* [Exercise directions] Copy out the lines below that hold the word "pocket".

* [Stored data]
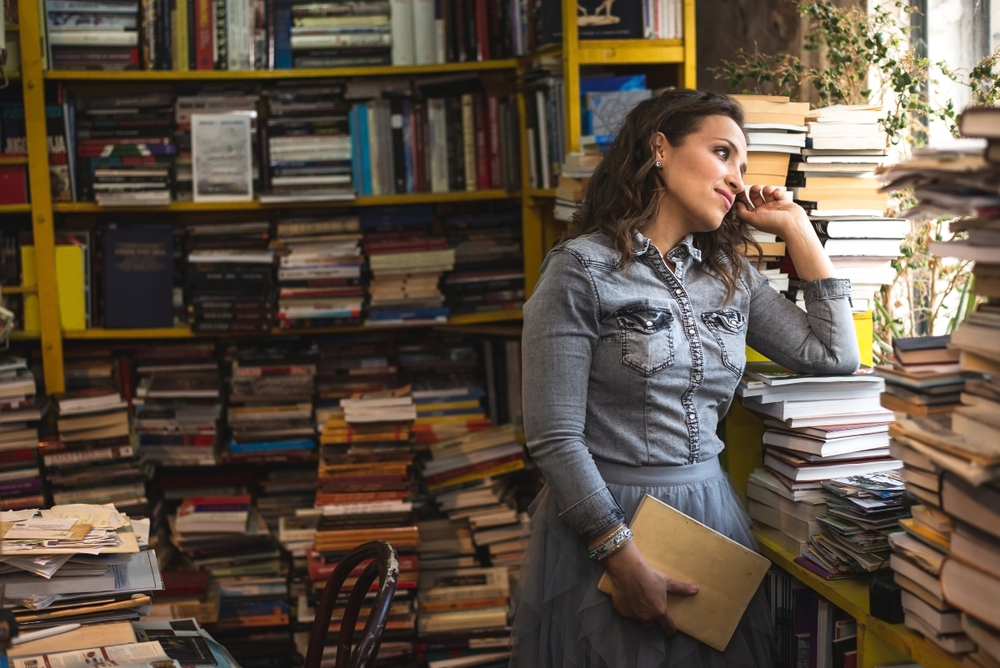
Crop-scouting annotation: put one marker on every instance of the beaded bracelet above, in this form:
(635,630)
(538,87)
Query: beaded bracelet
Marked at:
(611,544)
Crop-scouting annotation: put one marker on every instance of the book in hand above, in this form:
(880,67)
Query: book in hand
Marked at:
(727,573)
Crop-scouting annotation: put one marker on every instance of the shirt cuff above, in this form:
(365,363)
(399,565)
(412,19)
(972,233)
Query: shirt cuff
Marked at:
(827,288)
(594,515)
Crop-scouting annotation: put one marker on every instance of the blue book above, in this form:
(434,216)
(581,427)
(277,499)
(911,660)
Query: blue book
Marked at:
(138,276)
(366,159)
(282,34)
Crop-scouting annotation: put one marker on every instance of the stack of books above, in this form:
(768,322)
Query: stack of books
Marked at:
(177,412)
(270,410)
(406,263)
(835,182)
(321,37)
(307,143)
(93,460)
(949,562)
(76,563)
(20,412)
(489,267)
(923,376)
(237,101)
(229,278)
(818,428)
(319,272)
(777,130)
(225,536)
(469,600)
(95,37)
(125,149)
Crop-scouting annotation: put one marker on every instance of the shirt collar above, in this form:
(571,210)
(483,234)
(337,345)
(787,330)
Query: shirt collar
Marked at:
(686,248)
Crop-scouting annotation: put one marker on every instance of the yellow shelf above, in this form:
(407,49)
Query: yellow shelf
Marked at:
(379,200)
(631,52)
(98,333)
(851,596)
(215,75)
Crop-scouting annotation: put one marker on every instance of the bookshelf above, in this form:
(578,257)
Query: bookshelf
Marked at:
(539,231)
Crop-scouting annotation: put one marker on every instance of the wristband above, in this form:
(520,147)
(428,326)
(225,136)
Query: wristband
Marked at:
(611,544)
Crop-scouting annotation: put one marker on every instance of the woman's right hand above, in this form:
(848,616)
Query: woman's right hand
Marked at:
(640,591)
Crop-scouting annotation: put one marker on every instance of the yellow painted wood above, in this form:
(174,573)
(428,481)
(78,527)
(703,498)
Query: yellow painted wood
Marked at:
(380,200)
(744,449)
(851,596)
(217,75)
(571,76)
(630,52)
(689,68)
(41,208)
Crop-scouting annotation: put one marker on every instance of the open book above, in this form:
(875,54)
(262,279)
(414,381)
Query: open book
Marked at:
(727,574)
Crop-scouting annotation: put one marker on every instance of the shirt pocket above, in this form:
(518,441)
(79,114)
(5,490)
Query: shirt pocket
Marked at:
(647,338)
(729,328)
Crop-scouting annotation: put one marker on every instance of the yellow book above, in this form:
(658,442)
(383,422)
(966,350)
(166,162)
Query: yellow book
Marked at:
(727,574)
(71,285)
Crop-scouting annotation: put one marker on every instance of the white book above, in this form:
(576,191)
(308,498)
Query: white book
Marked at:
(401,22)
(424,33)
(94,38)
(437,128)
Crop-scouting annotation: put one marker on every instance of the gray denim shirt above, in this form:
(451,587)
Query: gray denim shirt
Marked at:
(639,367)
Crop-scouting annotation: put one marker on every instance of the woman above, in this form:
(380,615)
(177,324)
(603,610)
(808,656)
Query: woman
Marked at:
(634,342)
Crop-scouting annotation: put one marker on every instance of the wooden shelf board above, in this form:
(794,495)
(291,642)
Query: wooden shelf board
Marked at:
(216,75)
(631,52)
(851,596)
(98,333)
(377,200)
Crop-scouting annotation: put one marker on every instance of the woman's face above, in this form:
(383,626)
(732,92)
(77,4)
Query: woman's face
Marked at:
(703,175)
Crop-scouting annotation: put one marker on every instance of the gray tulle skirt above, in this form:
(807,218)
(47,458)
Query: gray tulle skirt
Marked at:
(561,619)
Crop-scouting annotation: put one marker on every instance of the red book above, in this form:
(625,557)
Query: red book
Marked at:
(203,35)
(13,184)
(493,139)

* [Exercise solution]
Crop-scouting annotation: put one marker on every instance of the shirt pocket above, in this form:
Query: shirt pocket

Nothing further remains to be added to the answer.